**EXERCISE MATERIALS:**
- - -

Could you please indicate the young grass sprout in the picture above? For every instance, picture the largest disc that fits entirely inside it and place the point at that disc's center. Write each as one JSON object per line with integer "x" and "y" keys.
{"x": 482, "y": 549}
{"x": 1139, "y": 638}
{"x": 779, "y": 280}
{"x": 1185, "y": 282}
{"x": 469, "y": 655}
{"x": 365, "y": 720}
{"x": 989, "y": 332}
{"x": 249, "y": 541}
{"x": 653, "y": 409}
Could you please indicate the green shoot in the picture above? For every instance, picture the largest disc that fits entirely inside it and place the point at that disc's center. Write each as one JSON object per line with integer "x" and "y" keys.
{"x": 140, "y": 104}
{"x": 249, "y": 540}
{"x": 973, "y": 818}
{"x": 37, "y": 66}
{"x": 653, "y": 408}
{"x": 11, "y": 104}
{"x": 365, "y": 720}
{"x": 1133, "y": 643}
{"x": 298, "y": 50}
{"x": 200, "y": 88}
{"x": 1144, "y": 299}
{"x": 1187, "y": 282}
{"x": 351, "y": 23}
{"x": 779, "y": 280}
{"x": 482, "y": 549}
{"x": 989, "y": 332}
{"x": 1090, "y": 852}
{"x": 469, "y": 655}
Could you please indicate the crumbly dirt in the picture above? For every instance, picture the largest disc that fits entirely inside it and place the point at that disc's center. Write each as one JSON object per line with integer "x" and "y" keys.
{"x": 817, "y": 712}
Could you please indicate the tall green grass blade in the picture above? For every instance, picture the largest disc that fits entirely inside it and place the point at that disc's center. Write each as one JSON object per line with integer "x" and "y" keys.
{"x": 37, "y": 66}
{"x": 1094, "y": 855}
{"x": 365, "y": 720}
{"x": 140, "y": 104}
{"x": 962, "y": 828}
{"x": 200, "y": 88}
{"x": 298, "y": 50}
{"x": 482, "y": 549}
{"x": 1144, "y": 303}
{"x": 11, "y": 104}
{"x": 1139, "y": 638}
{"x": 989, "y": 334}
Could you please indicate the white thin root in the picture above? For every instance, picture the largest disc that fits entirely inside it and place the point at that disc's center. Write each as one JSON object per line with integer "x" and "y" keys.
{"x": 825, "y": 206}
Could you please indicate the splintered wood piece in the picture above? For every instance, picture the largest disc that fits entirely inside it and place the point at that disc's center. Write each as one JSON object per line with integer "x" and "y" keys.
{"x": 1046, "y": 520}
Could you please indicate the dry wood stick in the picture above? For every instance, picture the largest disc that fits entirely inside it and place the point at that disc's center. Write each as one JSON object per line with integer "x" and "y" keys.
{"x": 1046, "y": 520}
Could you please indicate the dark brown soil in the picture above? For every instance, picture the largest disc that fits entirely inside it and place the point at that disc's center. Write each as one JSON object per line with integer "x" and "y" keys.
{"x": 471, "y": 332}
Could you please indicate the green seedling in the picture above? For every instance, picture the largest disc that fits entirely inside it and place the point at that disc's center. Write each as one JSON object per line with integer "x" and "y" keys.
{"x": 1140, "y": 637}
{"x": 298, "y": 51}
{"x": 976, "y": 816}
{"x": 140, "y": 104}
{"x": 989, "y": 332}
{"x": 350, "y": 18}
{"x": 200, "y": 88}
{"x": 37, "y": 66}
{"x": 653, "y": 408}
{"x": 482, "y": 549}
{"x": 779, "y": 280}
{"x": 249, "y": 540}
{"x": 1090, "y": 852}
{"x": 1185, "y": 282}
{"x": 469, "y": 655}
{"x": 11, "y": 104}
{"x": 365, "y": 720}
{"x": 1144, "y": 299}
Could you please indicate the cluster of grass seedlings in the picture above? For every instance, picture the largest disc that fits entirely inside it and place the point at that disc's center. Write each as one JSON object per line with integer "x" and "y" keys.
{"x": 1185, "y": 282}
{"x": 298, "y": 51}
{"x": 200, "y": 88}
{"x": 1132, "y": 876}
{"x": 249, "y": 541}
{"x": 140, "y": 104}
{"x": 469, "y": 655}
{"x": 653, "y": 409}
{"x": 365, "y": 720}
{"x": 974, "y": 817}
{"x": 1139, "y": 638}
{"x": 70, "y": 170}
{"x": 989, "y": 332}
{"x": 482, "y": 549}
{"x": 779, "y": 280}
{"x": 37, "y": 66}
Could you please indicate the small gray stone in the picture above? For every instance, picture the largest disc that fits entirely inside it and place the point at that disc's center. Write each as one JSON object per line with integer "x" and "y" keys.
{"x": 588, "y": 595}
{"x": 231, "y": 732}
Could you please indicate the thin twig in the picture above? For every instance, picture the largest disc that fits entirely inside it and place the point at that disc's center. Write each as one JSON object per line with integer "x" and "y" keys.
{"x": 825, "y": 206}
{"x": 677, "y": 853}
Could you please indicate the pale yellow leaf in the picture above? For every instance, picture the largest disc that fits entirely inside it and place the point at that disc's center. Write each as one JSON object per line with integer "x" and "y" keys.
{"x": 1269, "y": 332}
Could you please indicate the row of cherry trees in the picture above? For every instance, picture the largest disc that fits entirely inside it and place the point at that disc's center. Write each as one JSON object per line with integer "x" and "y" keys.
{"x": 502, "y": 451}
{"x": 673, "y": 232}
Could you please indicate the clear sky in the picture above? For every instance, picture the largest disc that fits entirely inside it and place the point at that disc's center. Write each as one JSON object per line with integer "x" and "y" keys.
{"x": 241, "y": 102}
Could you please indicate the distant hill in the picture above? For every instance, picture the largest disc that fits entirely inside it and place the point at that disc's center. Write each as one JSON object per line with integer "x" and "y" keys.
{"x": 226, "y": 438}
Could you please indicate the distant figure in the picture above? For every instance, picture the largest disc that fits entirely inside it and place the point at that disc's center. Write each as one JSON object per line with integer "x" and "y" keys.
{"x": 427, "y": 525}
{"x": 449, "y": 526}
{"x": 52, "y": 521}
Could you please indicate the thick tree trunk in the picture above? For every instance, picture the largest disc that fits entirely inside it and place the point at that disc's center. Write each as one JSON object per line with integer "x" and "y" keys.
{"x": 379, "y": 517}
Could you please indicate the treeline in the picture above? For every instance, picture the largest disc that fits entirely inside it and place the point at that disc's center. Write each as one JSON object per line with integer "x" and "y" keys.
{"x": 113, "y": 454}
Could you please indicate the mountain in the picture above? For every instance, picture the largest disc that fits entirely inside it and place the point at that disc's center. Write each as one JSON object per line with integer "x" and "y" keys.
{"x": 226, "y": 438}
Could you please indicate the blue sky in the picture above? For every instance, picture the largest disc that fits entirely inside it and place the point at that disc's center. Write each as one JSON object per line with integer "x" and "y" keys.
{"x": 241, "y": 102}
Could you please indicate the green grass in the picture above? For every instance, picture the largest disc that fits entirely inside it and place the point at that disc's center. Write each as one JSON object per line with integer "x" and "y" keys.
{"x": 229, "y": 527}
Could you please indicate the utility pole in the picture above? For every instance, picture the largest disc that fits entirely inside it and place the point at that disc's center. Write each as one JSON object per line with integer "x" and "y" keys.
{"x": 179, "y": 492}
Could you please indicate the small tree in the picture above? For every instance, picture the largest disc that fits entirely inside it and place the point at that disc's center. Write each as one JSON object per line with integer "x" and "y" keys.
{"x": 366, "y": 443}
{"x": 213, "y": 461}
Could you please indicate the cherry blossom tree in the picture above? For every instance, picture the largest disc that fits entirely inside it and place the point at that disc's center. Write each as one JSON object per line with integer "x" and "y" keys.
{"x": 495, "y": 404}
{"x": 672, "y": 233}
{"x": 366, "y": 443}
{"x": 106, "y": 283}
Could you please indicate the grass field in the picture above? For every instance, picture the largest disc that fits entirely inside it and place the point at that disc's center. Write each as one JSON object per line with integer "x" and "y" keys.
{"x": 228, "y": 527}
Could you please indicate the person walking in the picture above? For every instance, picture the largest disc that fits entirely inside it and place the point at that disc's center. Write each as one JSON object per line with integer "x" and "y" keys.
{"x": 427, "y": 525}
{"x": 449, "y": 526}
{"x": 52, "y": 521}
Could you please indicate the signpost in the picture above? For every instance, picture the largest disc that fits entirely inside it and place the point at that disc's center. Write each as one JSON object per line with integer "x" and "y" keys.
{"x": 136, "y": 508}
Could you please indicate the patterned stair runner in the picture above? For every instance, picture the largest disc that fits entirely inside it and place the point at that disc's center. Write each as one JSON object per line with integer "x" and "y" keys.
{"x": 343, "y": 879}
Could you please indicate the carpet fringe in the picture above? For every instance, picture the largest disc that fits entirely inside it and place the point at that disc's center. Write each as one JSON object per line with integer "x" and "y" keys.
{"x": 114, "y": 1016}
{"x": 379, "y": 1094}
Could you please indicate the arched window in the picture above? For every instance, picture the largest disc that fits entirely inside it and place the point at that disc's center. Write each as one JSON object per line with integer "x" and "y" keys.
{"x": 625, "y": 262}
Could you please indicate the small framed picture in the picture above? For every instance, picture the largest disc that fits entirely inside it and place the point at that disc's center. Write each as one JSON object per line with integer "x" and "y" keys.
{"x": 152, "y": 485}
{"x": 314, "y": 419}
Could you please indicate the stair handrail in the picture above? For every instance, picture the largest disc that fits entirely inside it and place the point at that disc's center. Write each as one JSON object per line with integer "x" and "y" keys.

- - -

**WRITTEN PROBLEM:**
Your answer should consist only of the lines from the one with "Could you please indicate the arched" through the end of the data above, reproduced exactly.

**FINISHED EXERCISE:**
Could you please indicate the arched window in the picture above? For every instance, picture the largest disc that fits entirely inside it and place the point at that disc's center. Write each as one JSON object per line with integer "x" and "y" keys.
{"x": 625, "y": 262}
Could you please indicate the small framed picture in the picture above? For every instance, picture the largest disc that fits entirely inside it and place the point at that disc's center. Write each as one JSON object per line with integer "x" and "y" keys.
{"x": 152, "y": 485}
{"x": 314, "y": 419}
Could you please indicate the stair handrail in the picture above? For every instance, picture the largest disc that fits entirely inside it and place the point at that disc's center. Write each as one JSON object per line with integer "x" and "y" keys.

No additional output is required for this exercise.